— DOCUMENT EXTRACT —
============================================================

Broken Hearts Gallery has a secret weapon: Geraldine Viswanathan.
Well, maybe it’s not such a secret because the Australian star has been winning over Hollywood in the past two years.
Now she’s the lead in this new millennial rom-com and she crushes every moment she’s on screen – which, happily for us, is all the time. Choosing to cast her is absolutely Broken Hearts Gallery’s best decision.
Charmed with an abundance of charisma, the wide-eyed and dynamic Viswanathan (Blockers, Bad Education, Miracle Workers) makes you fall in love with her character Lucy, even if you can’t fall in love with the romance at the centre of his rom-com.
Lucy is a twenty-something aspiring gallery curator with a tendency to collect mementos from all her exes, unable to let anything go. Her room is cluttered with knick-knacks of no actual value – it’s Marie Kondo’s nightmare. It’s only one step away from appearing on Hoarders.
On the same night she is dumped by her boyfriend Max (Utkarsh Ambudkar) and fired from her assistant job, in one of those implausible meet-cutes, she accidentally hops into Nick’s (Perth native Dacre Montgomery) Prius, mistaking it for an Uber.

============================================================

— INFORMATION GIVEN —

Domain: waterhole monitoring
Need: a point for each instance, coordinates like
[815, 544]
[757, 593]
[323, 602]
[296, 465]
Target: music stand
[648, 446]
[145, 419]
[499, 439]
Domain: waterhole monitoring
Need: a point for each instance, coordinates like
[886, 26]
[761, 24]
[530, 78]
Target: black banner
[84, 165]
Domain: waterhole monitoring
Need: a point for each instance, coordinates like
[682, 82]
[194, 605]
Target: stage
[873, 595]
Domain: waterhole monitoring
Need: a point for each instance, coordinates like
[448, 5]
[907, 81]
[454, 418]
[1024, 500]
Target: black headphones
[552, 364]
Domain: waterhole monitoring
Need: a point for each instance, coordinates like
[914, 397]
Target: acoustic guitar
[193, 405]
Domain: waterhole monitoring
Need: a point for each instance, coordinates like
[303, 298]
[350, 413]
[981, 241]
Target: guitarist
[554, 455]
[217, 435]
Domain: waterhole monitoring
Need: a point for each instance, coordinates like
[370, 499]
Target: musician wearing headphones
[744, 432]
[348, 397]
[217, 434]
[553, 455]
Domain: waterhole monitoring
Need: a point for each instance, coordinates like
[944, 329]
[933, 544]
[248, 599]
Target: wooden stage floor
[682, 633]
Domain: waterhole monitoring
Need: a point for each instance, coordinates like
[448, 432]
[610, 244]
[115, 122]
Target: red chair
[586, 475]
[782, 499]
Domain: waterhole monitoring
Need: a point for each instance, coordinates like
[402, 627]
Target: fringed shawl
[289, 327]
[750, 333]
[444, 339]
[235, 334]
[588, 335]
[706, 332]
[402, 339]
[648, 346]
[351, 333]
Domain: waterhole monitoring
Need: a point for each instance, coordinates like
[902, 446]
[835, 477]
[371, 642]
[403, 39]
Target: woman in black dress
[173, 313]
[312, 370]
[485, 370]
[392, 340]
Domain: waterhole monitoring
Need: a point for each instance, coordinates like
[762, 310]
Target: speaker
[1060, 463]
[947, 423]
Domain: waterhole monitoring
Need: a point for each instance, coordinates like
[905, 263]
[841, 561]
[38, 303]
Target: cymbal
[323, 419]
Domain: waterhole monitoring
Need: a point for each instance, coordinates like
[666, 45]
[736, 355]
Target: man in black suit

============================================================

— REQUIRED WORK —
1. In the review of Broken Hearts Gallery, rewrite the passage starting with "Lucy is a twenty-something" and going on through "appearing on Hoarders.", changing "Lucy" to "Lucia".
2. According to the Broken Hearts Gallery review, which actor plays Max, the boyfriend who dumps Lucy?
3. Pick up the Broken Hearts Gallery film review after its final sentence and keep writing it.

— OUTPUTS BY TASK —
1.
Lucia is a twenty-something aspiring gallery curator with a tendency to collect mementos from all her exes, unable to let anything go. Her room is cluttered with knick-knacks of no actual value – it’s Marie Kondo’s nightmare. It’s only one step away from appearing on Hoarders.

2. Utkarsh Ambudkar

3.
Nick is a loner sort who has been renovating a former YMCA into a boutique hotel for five years, and his financing is about to run out.
Despondent over her latest break-up, Lucy is convinced by Nick to let one piece of Max go – a tie, which Nick hangs on a wall in his not-yet-hotel and Lucy, in a flash of inspiration, writes “Broken Hearts Gallery” on top.
From there, a pop-up gallery is born.
The idea is that people with emotional baggage from their previous relationships have somewhere to let go of their physical souvenirs, and the Broken Hearts Gallery becomes a sensation, scoring tens of thousands of social media followers and an article in New York Magazine.
You know, in the way that only happens in a brightly coloured rom-com.
There are genre tropes galore in Broken Hearts Gallery, and it certainly loves a montage. Some of those familiar beats are comforting and what you want out of a rom-com.
Like Lucy’s sassy friends, played by Phillipa Soo and Molly Gordon, both of whom crackle onscreen. In fact, the most winning chemistry in the film is among the three women. It absolutely feels like they’ve been friends since they were teens.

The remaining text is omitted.